YOUR TASK. Report every line in the records below that contains the string "deer". Copy each such line in full.

RECORD EXTRACTS.
--- Start ---

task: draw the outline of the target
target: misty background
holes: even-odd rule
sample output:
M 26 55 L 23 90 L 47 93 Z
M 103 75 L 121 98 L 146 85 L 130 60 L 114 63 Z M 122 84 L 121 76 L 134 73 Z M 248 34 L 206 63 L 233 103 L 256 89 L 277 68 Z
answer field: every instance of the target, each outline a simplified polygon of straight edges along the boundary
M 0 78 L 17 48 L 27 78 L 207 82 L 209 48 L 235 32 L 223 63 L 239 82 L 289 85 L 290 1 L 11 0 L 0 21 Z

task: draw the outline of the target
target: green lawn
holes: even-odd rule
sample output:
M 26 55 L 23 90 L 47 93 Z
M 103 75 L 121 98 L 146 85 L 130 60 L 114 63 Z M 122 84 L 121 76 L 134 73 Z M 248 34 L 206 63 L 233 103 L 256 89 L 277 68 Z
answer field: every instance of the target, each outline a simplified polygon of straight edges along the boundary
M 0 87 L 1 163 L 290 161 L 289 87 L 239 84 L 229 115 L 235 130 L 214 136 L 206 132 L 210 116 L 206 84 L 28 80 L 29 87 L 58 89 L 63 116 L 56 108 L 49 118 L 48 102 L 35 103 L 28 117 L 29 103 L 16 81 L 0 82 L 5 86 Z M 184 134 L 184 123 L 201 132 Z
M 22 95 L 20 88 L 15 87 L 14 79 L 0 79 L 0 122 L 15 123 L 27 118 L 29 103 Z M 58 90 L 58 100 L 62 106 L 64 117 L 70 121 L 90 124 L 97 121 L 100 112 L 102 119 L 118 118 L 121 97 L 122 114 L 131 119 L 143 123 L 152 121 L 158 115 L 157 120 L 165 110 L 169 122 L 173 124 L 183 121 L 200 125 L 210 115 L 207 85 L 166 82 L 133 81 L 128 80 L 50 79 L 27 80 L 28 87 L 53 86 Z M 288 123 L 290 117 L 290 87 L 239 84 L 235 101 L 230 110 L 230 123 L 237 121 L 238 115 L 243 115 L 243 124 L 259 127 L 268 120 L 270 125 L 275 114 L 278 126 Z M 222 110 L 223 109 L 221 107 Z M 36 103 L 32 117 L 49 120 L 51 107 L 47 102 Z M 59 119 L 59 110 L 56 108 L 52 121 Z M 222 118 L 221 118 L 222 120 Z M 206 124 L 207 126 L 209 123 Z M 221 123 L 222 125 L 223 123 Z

--- End ---
--- Start ---

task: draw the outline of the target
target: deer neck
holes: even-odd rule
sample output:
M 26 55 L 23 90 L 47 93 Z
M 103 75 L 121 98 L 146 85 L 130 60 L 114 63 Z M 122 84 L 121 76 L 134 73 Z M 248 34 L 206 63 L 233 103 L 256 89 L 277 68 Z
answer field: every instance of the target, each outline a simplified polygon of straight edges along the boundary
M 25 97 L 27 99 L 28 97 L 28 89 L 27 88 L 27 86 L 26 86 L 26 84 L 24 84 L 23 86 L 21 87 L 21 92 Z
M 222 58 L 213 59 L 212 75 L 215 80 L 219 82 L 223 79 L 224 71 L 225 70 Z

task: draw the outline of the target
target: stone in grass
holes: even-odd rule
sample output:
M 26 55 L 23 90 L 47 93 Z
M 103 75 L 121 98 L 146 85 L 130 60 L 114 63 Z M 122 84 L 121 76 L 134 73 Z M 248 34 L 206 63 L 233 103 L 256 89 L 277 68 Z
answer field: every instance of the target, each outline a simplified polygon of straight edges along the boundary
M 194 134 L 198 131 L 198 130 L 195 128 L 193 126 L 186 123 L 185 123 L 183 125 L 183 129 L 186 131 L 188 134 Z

--- End ---
--- Start ---

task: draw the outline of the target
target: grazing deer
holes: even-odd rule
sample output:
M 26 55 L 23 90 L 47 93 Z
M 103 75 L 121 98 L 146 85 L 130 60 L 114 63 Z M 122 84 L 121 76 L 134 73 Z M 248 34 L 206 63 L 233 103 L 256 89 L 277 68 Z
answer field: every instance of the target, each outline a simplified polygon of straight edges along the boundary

--- End ---

EXERCISE OUTPUT.
target: deer neck
target: grazing deer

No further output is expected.